→ ENTRIES

------------------------------------

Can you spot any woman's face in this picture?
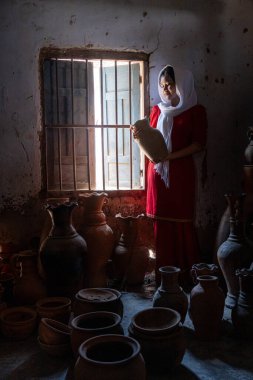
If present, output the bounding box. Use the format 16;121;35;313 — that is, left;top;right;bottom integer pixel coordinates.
160;75;176;101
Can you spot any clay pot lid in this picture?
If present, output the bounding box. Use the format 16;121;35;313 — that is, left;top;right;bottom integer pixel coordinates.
77;288;118;302
132;307;181;335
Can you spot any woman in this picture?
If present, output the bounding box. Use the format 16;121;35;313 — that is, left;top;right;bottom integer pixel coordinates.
132;66;207;284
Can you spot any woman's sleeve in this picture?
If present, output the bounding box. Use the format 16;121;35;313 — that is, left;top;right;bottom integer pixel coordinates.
192;105;207;146
149;105;161;128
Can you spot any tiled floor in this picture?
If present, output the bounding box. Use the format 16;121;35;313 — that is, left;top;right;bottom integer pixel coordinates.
0;287;253;380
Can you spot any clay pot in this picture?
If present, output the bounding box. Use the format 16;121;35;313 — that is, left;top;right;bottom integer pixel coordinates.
71;311;124;356
39;202;87;299
36;297;71;324
217;194;252;309
189;275;225;340
11;250;46;305
39;318;71;345
112;214;149;285
128;307;186;373
191;263;220;285
153;266;188;323
231;268;253;339
0;306;37;340
78;192;114;287
74;335;146;380
38;337;71;357
0;273;15;305
73;288;123;317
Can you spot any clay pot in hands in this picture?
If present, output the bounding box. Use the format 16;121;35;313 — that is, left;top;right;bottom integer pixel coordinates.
189;275;225;340
78;192;114;287
74;335;146;380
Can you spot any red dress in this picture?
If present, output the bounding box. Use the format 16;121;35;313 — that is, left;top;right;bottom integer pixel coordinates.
146;105;207;277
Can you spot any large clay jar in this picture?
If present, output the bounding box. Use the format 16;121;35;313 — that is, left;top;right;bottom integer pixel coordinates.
74;335;146;380
128;307;186;373
112;214;149;285
11;250;46;305
231;269;253;339
78;192;114;287
71;311;124;357
189;275;225;340
153;266;188;323
73;288;124;317
217;195;252;309
39;202;87;298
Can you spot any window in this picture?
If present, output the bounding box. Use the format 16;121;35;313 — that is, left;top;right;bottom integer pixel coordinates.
40;49;148;192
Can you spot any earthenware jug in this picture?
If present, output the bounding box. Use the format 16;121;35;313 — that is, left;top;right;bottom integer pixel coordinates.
112;213;149;285
231;268;253;339
39;202;87;299
217;194;252;309
153;266;188;323
74;335;146;380
189;275;225;340
78;192;114;287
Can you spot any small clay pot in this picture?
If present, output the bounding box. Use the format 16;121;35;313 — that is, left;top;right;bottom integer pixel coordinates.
71;311;124;356
36;297;71;324
0;306;37;340
73;288;123;317
74;335;146;380
39;318;71;344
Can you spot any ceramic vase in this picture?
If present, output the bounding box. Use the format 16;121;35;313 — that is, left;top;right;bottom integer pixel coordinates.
11;250;46;305
39;202;87;299
78;192;114;287
153;266;188;323
231;268;253;339
217;194;252;309
74;335;146;380
112;214;149;285
189;275;225;340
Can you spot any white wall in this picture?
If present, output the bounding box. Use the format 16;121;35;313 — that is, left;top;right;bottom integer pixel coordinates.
0;0;253;246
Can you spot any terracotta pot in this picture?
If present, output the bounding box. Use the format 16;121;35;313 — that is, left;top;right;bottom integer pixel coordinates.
153;266;188;323
0;306;37;340
0;273;15;305
71;311;124;356
36;297;71;324
217;194;252;309
189;275;225;340
39;318;71;345
128;308;186;373
39;202;87;298
231;268;253;339
73;288;123;317
112;214;149;285
78;192;114;287
74;335;146;380
11;250;46;305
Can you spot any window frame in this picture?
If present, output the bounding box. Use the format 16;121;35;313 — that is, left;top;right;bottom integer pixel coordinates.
39;47;150;198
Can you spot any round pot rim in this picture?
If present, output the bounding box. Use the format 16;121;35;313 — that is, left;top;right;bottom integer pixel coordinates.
0;306;37;326
40;317;71;336
36;297;71;310
78;334;141;366
131;307;181;335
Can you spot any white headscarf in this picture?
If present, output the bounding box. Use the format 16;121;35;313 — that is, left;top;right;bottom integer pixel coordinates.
155;65;197;187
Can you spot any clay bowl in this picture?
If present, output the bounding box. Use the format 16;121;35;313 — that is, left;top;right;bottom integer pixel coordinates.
73;288;123;317
38;337;71;357
0;306;37;340
39;318;71;344
131;307;181;335
36;297;71;323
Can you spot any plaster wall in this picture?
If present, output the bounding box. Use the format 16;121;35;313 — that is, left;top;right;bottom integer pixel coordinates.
0;0;253;255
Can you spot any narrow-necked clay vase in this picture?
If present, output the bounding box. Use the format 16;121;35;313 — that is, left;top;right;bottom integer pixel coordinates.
74;335;146;380
71;311;124;356
153;266;188;323
189;275;225;340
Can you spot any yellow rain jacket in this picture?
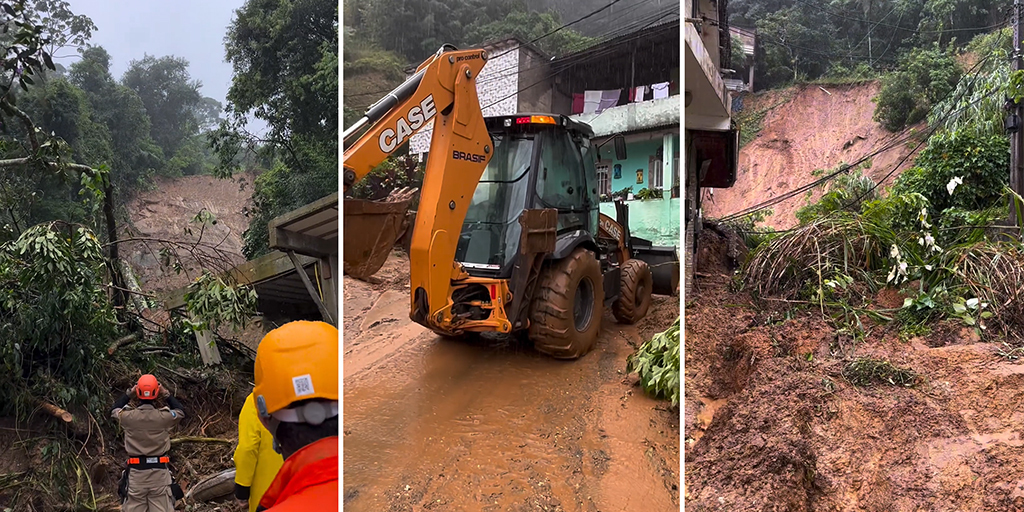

------------------------------------

→ PROBLEM DETAILS
Render the listing above, from the line containing "Can you spot any round" through its end, as a JSON list of strings with one string per line. Omit blank lines and any pictures.

→ THE REPLY
[
  "Can you spot any round pot rim in this picture?",
  "If present, output the bounding box. Use the format 16;121;35;313 — that is, left;top;right;bottom integer pixel coordinates.",
  "0;306;37;326",
  "40;317;71;336",
  "36;297;71;310",
  "78;334;141;366",
  "131;307;181;335",
  "Can you spot any white headscarf in this picture?",
  "If present, output the bounding box. Use the format 16;121;35;313 — that is, left;top;right;bottom integer pixel coordinates.",
  "155;65;197;187",
  "Can you spot any clay bowl in this picture?",
  "If present, output the bounding box. Use the format 16;121;35;313 — that is, left;top;right;bottom integer pixel coordinates.",
  "73;288;123;317",
  "38;337;71;357",
  "0;306;37;340",
  "39;318;71;344",
  "131;307;181;335",
  "36;297;71;323",
  "Can you spot any plaster wall in this picture?",
  "If present, output the bounding box. Use the format 16;121;35;313 — that is, left;top;right;bottom integer pixel coordinates.",
  "0;0;253;255",
  "Can you spot any narrow-necked clay vase in this picture?",
  "If present, output the bounding box. Use the format 16;121;35;313 — that is, left;top;right;bottom integer pixel coordinates.",
  "74;335;146;380",
  "71;311;124;356",
  "153;266;188;323",
  "189;275;225;340",
  "Can you spot any yellow rain jacket in this picture?"
]